- _課題の内容_
ページ抜粋の文章を全文、一字も変えずにそのまま繰り返してください。

オリックス自動車は2月24日、2017年3月12日に認知症対策強化を盛り込んだ「改正道路交通法」が施行されることを受けて、2月1日より提供を開始した同社の法人向けテレマティクスサービス「e-テレマ」を個人ドライバーに応用した高齢ドライバー見守りサービス「あんしん運転 Ever Drive」に関して、高齢ドライバーの現状と課題を交える形で説明を行った。

交通事故が起こる原因は何か?

交通事故はどうして起こってしまうのか。その背景には1つは一時停止無視などの不安全な運転行動、もう1つは飛び出しなどの予測できない状況、という2つの要因が組み合わさることで発生すると考えられている。つまり、不安全な運転黄道を排除し、運転黄道そのものに意識を集中できれば、事故は未然に防げる、という発想で、運転の際の危険挙動などを可視化することで、意識の向上や指導に生かそうというのがe-テレマの始まりだったと同社は説明している。

- _データセット_
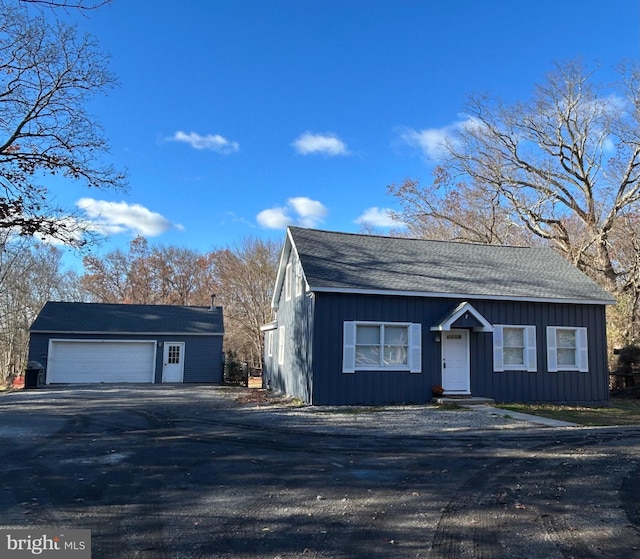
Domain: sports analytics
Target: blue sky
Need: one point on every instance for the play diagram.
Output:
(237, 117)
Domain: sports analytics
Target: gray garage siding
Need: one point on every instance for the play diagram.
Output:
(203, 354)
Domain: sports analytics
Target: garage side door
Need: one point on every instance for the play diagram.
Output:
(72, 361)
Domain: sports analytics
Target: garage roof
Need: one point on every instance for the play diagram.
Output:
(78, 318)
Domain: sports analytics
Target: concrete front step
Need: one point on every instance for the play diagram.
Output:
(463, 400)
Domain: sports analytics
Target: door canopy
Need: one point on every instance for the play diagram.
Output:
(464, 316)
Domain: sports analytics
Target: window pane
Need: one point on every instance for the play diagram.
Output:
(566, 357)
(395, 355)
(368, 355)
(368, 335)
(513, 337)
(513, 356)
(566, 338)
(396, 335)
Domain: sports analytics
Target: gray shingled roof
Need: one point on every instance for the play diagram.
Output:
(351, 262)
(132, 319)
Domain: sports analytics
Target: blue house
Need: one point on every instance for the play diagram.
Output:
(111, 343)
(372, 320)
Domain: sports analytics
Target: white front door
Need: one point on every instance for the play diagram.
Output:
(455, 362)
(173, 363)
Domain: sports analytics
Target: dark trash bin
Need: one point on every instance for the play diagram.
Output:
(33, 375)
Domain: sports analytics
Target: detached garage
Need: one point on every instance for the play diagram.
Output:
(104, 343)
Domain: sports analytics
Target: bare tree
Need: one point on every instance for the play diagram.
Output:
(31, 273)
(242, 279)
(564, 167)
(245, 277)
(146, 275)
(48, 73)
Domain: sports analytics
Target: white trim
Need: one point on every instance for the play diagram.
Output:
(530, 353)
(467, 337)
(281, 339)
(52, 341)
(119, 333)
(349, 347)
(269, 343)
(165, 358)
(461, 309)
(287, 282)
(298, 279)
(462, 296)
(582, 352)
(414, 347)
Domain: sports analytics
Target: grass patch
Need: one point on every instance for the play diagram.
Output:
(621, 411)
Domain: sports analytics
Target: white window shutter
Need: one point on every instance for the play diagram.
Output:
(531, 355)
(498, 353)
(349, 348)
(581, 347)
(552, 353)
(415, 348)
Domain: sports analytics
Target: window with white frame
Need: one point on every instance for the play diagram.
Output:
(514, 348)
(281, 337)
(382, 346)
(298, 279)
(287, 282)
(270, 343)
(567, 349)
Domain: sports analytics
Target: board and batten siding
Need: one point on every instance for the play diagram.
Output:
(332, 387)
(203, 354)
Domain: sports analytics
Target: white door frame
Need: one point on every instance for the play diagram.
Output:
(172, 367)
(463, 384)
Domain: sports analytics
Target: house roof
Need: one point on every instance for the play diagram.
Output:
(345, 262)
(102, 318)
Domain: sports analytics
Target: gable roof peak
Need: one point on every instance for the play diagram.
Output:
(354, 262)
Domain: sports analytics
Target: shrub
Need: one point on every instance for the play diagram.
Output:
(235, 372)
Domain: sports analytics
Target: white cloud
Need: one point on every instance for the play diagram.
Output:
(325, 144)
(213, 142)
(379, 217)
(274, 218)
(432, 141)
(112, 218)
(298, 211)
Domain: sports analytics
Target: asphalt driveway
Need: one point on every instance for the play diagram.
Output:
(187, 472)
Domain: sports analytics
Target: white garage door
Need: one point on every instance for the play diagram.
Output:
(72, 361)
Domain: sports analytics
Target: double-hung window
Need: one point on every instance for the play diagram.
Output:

- _この課題の解答_
オリックス自動車は2月24日、2017年3月12日に認知症対策強化を盛り込んだ「改正道路交通法」が施行されることを受けて、2月1日より提供を開始した同社の法人向けテレマティクスサービス「e-テレマ」を個人ドライバーに応用した高齢ドライバー見守りサービス「あんしん運転 Ever Drive」に関して、高齢ドライバーの現状と課題を交える形で説明を行った。

交通事故が起こる原因は何か?

交通事故はどうして起こってしまうのか。その背景には1つは一時停止無視などの不安全な運転行動、もう1つは飛び出しなどの予測できない状況、という2つの要因が組み合わさることで発生すると考えられている。つまり、不安全な運転黄道を排除し、運転黄道そのものに意識を集中できれば、事故は未然に防げる、という発想で、運転の際の危険挙動などを可視化することで、意識の向上や指導に生かそうというのがe-テレマの始まりだったと同社は説明している。